Please arrange every line of the data below as a Markdown table with the columns "Row" and "Line", numbering each row and leaving out any blank lines.

----

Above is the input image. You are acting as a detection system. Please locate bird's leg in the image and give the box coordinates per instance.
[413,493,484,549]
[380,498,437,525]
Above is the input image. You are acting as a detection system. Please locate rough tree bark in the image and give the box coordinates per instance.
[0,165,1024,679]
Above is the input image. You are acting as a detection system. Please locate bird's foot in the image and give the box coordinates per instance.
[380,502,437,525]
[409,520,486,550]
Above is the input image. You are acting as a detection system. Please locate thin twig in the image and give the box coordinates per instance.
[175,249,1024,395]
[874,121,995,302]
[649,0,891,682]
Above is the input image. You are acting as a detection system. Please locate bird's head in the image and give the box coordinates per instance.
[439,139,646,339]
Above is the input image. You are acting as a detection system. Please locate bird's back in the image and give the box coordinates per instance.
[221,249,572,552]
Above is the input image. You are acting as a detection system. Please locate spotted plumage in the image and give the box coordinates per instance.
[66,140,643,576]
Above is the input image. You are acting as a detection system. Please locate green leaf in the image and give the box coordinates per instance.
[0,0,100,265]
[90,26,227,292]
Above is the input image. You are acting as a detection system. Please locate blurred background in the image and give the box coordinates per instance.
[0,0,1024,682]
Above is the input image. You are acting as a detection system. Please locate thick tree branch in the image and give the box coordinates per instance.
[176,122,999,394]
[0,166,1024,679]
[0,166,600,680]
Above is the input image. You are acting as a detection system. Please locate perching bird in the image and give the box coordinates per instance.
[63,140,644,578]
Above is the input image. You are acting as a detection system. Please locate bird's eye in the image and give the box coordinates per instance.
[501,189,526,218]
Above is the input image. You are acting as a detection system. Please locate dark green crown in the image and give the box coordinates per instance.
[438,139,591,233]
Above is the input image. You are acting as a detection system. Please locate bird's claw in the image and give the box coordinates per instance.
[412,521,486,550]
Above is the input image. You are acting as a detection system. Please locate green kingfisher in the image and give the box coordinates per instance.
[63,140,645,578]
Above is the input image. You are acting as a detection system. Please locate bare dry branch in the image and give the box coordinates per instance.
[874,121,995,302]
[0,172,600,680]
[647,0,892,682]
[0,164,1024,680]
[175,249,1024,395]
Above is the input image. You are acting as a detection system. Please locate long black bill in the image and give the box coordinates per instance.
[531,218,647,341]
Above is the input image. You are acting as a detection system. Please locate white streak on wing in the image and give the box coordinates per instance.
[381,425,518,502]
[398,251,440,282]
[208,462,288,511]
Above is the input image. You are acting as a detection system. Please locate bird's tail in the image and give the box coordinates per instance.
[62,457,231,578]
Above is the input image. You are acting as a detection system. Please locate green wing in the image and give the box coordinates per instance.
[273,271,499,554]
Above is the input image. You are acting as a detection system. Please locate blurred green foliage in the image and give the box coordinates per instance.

----

SOLUTION >>
| Row | Line |
|---|---|
| 1 | Above is the input image. You are acting as a detection system. Please locate bird's leg in the image and give the box coordinates per instance. |
| 2 | [413,493,484,549] |
| 3 | [380,498,437,525] |
| 4 | Above is the input image. You are acting as a detection system. Please locate rough tree bark in the image and give the box coordinates per instance. |
| 5 | [0,165,1024,679] |
| 6 | Above is the input image. You are acting as a detection system. Please locate bird's foot in the image and give the box coordinates per instance. |
| 7 | [380,502,437,525] |
| 8 | [409,520,486,550] |
| 9 | Above is the input image. You are acting as a detection system. Please locate thin twig in the image and give the box coordinates per instance. |
| 10 | [175,249,1024,395] |
| 11 | [874,121,995,302] |
| 12 | [649,0,891,682] |
| 13 | Above is the input image. You are acting as a detection system. Please locate bird's head in the image and give the box coordinates per instance. |
| 14 | [439,139,646,339] |
| 15 | Above is the input image. You are acting as a detection system. Please locate bird's back in the image and give the box coordinates per instance. |
| 16 | [221,249,572,552] |
| 17 | Above is the input image. You are acting as a detection system. Please locate spotted plumage in the image and give the box coordinates per instance. |
| 18 | [66,140,643,576] |
| 19 | Above is the input image. You are acting as a detection system. Please locate green leaf in the image and give the box coordinates per instance. |
| 20 | [0,0,100,265] |
| 21 | [90,26,227,292] |
| 22 | Above is the input image. You are acting as a detection system. Please locate blurred background in the image and give the box coordinates per instance. |
| 23 | [0,0,1024,682] |
| 24 | Above is the input image. You are acting as a detection system. Please locate thick tree branch in the image and give the box coordinates per instance. |
| 25 | [176,122,999,394] |
| 26 | [0,166,1024,679] |
| 27 | [0,166,600,680] |
| 28 | Above is the input image. You are acting as a detection system. Please locate perching bird in the image and give the box coordinates per instance. |
| 29 | [63,140,644,578] |
| 30 | Above is the input image. You are acting as a detection system. Please locate bird's eye in the image and give the box coordinates per instance. |
| 31 | [501,189,526,218] |
| 32 | Above is the input image. You are acting as a detection system. Please locate dark green crown in the image and give the box coordinates per instance. |
| 33 | [438,139,591,233] |
| 34 | Above is the input image. You are acting as a detection system. Please locate bird's claw in the image and give the box coordinates per instance. |
| 35 | [412,521,486,550] |
| 36 | Above is the input image. You are acting as a detection system. Please locate green kingfisher in the image and give the box coordinates per instance. |
| 37 | [63,140,645,578] |
| 38 | Above is the input image. You are acting as a detection system. Please locate bare dry branch in the image and give the box coordinates per instance. |
| 39 | [874,121,995,302] |
| 40 | [0,172,600,680] |
| 41 | [647,0,892,682] |
| 42 | [0,164,1024,680] |
| 43 | [175,249,1024,395] |
| 44 | Above is the input image. You are acting as a detection system. Please locate long black bill in the image and give the box coordinates per instance. |
| 45 | [531,218,647,341] |
| 46 | Above is the input image. You are acting as a detection system. Please locate white streak on wing in the image and give the box coordinates per instance. |
| 47 | [381,425,518,502] |
| 48 | [398,251,440,282] |
| 49 | [208,462,288,511] |
| 50 | Above is the input image. You are acting as a detection system. Please locate bird's tail in the image and give the box coordinates per instance. |
| 51 | [62,457,231,578] |
| 52 | Above is the input image. You are acting as a detection system. Please locate green wing in the image and give the box coordinates per instance. |
| 53 | [273,271,499,554] |
| 54 | Above is the input image. You are acting as a detection system. Please locate blurred green foliage in the image and give the box coordinates per instance. |